Document passage:
•••
Xiāo Bīngyá shī jí shíyí 蕭氷厓詩集拾遺
Recovered Poems from the Collection of Xiāo Bīngyá by 蕭立之 (撰)
About the work
A late-Sòng biéjí 別集 of three juàn preserving the recovered poems of Xiāo Lìzhī 蕭立之 (b. 1203, fl. Bǎoyòu 1259, alive into the early Yuán), better known by his sobriquet Bīngyá 冰厓 (“Ice-Cliff”). The work survives only because the Míng Chénghuà 8 (1472) editor — Xiāo Yífèng 蕭儀鳳, a descendant — gathered the yí 遺 (“leftover”) texts from a Sòng edition burned in war and recommissioned the woodblocks, securing a preface from the zhuàngyuán and Hànlín compiler Luó Lún 羅倫 (1431–1478). The catalog meta records the author’s name as the apparently truncated “蕭立 (等撰)”; this reflects the title page of the Sìbù cóngkān 四部叢刊 photo-reproduction of the Míng edition (where “等” 等 is a misread or marginal note appended to the surname), and the standard scholarly identification with Xiāo Lìzhī of Níngdū 寧都, Jiāngxī, is followed here. The collection is the principal source for Xiāo’s poetry, his contacts with Jiāngxī-school poets, and the political tone of late-Sòng loyalist verse in southern Jiāngxī after 1276.
Prefaces
This work is in the Sìbù cóngkān 四部叢刊 (not WYG) and carries no Sìkù tíyào — in its place is the original Míng Chénghuà preface by Luó Lún translated below.
Preface to the Poetry Collection of Master Xiāo Bīngyá (羅倫, 1472)
•••
Data extracted from a collection:
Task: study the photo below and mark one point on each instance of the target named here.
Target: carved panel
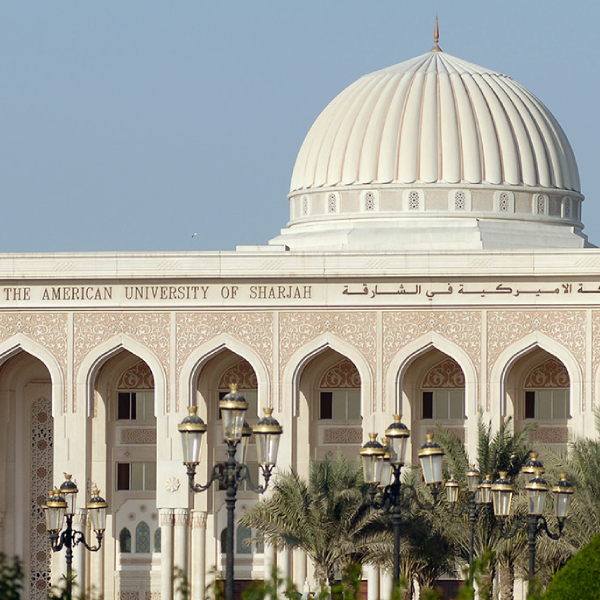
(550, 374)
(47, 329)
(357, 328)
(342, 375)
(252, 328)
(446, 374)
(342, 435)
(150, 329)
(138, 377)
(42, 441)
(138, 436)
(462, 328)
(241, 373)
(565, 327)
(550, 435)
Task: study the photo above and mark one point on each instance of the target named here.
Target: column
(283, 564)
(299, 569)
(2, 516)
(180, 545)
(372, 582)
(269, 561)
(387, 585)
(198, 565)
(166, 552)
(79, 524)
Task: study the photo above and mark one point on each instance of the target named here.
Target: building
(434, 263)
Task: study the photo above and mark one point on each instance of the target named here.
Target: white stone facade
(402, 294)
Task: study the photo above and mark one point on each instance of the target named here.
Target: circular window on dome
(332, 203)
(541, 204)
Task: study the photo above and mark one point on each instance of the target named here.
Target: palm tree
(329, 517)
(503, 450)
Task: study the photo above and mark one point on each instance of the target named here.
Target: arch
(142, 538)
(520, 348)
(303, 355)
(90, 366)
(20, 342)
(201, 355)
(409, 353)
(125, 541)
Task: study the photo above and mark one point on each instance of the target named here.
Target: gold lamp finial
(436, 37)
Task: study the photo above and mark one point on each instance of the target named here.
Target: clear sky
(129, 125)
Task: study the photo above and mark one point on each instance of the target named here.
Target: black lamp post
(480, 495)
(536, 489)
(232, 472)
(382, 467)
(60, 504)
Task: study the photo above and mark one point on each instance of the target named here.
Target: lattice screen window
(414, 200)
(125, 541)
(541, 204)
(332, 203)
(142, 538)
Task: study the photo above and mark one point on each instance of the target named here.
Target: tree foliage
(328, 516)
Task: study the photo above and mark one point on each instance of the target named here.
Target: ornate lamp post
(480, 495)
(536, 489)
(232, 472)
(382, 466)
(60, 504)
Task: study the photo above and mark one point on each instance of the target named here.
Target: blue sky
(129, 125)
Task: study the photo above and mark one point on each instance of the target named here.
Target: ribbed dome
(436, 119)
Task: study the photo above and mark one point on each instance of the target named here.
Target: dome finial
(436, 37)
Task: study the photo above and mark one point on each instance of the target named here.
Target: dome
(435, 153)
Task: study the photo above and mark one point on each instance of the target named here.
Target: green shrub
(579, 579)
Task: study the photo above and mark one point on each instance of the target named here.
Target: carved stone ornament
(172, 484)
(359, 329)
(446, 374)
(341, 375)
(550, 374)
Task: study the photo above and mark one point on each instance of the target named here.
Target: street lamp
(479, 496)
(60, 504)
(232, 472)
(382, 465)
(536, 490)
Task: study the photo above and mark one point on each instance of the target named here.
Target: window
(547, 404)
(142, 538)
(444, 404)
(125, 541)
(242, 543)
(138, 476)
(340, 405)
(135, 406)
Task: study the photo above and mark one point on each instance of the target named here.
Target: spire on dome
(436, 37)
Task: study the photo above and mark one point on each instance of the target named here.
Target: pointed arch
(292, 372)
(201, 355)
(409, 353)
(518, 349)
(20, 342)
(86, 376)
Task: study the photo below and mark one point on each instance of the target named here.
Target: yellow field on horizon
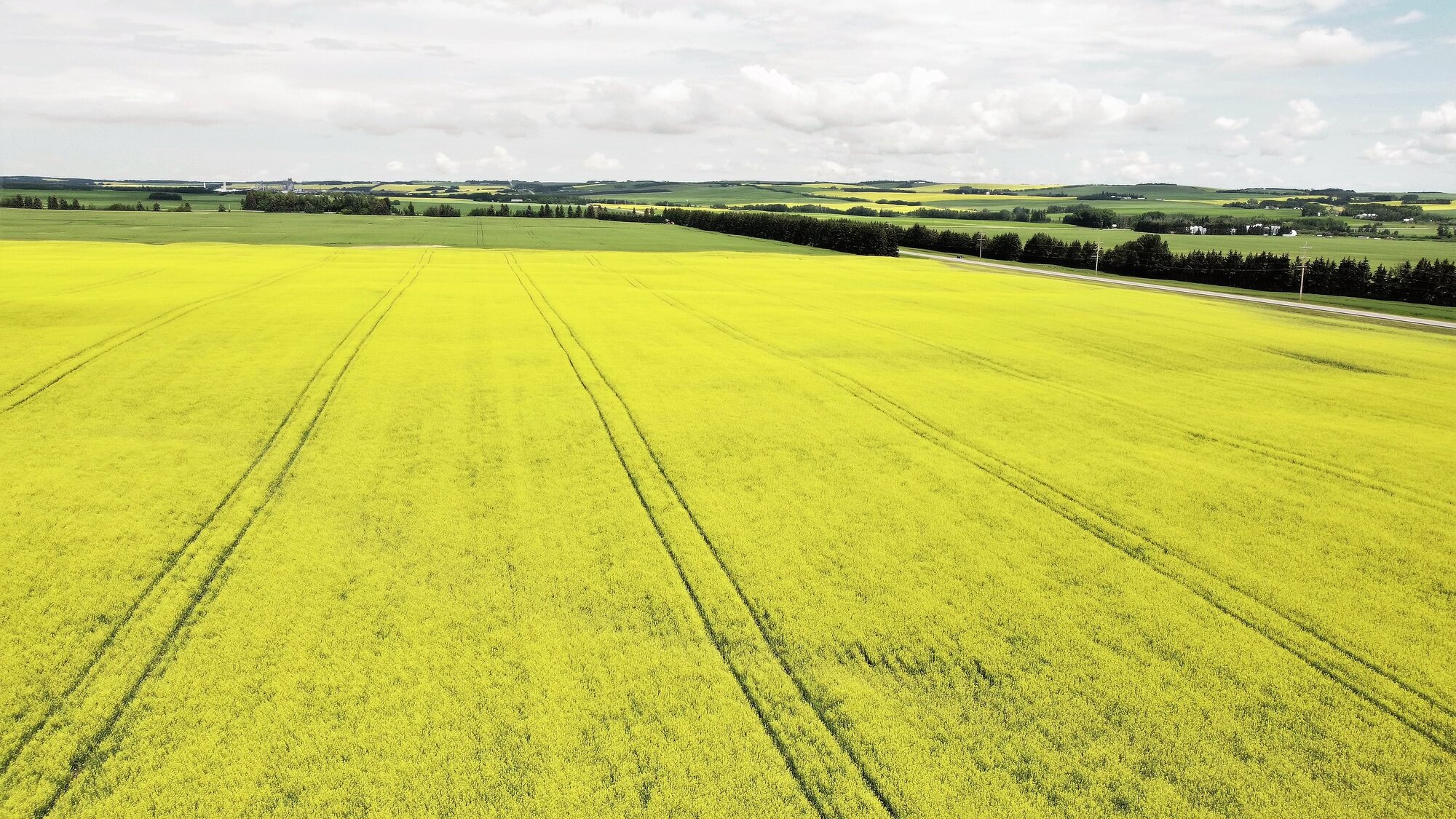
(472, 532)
•••
Given task:
Answer these questions from the entry on the Xiāo Bīngyá poetry collection:
(a) How many juàn does the collection have?
(b) Who edited the Míng edition, and in what year?
(c) In which series is the work included instead of carrying a Sìkù tíyào?

Correct output:
(a) Three juàn.
(b) Xiāo Yífèng 蕭儀鳳, a descendant of the poet, in Chénghuà 8 (1472).
(c) The Sìbù cóngkān 四部叢刊.